TEXTO FORNECIDO:
————
O país continua à
venda
Quem julgava que
o fim das restrições da troika, o crescimento económico dos últimos anos, o
regresso da confiança ou o alívio da dívida das empresas iriam permitir uma
nova vaga de ambição ao capitalismo português desengane-se: o país continua à
venda.
MANUEL CARVALHO
28 de Dezembro de
2019, 7:17
A venda ao
exterior de activos valiosos da economia portuguesa continua animada. Só este
mês a Altice desfez-se de metade da sua rede de fibra óptica, vendida à Morgan
Stanley Infraestructures Partners, o grupo Vasco de Mello e o seu parceiro
Arcus vão alienar 80% dos direitos de voto na Brisa, a EDP fechou negócio com
um consórcio de empresas francesas liderado pela Engie que lhes permitirá
controlar seis barragens e, outra vez a Altice, transferiu para um grupo do
Bahrein 85% da gestora dos fundos de pensões da TLP, Marconi e TDP. Quem
julgava que o fim das restrições da troika, o crescimento económico dos últimos
anos, o regresso da confiança ou o alívio da dívida das empresas iriam permitir
uma nova vaga de ambição ao capitalismo português desengane-se: o país continua
à venda.
Haverá quem,
munindo-se da cartilha dos mercados abertos e da livre circulação de capitais,
considere esta situação normal. Poder-se-á dizer que, entre o controlo francês
ou americano da fibra óptica, ou entre o controlo chinês ou francês das
barragens não há diferença de maior. Não é descaso afirmar-se também que as
teorias dos centros de decisão que, em tempos, faziam parte do léxico corrente
do empresariado serviam apenas para proteger a gula predatória ou a
ineficiência de uma certa estirpe de negociantes da corte. Mas depois da
terrível destruição de riqueza nacional na era da troika e dos exemplos de
incúria e dos abusos que destruíram a PT, que expurgaram a EDP de capital
nacional ou entregaram a banca nacional ao capital espanhol ou angolano seria
de esperar uma leve pausa para se respirar. Não é isso que acontece.
————
DADOS FORNECIDOS:

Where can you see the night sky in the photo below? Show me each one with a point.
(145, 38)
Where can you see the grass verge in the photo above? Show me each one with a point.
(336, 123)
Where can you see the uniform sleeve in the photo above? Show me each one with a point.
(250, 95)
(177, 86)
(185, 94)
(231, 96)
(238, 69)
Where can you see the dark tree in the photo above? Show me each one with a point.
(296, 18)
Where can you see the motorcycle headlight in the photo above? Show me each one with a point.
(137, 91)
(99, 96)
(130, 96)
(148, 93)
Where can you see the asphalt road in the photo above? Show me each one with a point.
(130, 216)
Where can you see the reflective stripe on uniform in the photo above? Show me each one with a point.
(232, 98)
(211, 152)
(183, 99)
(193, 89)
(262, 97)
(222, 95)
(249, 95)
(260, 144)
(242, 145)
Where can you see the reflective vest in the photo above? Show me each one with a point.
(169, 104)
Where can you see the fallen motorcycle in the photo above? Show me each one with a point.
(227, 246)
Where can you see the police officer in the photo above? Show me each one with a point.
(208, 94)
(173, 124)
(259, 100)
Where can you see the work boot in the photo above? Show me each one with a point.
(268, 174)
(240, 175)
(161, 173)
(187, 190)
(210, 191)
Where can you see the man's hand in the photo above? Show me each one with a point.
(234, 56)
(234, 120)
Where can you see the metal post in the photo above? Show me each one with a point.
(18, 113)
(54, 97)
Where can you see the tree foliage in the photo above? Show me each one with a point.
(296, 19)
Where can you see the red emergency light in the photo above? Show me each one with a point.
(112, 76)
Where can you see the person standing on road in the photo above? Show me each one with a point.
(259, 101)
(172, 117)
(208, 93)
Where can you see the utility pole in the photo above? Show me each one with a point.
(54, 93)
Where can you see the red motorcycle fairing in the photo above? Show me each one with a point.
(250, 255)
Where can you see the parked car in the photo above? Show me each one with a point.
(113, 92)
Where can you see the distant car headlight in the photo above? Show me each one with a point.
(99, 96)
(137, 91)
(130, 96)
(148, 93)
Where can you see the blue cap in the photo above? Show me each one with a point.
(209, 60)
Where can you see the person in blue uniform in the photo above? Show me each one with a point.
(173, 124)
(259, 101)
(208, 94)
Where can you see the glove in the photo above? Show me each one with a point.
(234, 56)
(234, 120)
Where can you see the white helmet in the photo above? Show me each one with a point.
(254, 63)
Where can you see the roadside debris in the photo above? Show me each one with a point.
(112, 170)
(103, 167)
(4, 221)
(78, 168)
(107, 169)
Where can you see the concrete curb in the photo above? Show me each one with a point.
————
INSTRUÇÕES DO EXERCÍCIO:
1. Enumere todas as linhas dos registos que contenham a palavra "blue", distinguindo maiúsculas de minúsculas.
2. Prolongue o texto sobre a venda de ativos portugueses ao exterior, começando logo após a sua última frase.
O texto e os registos provêm de fontes distintas.

RESPOSTAS DO EXERCÍCIO:
1.
Where can you see the blue cap in the photo above? Show me each one with a point.
Where can you see the person in blue uniform in the photo above? Show me each one with a point.

2.
Por muito que todos
os Estados europeus façam a apologia da liberdade de negócios, na penumbra
todos se esforçam por proteger os seus activos mais estratégicos e valiosos. O
Estado português deve estar atento a essa sangria de recursos e olhar para a
Espanha ou para a França como exemplo. Não se trata de impor barreiras
proteccionistas em favor de tecido económico já de si demasiado submisso ao
patrocínio do Estado. Nem de criar novas clientelas de protegidos que um dia
darão origem a novos donos disto tudo. Trata-se, sim, de exigir contrapartidas
duras. Que a exploração de recursos nacionais pague impostos nacionais. Que os
quadros e demais trabalhadores que gerem os negócios se instalem em Portugal.
Que haja abertura para que empresários portugueses tenham acesso a esses
negócios. Medidas que afinal têm uma única finalidade: evitar que Portugal se
torne ainda mais uma banal plataforma de negócios gerida e mantida a partir do
exterior.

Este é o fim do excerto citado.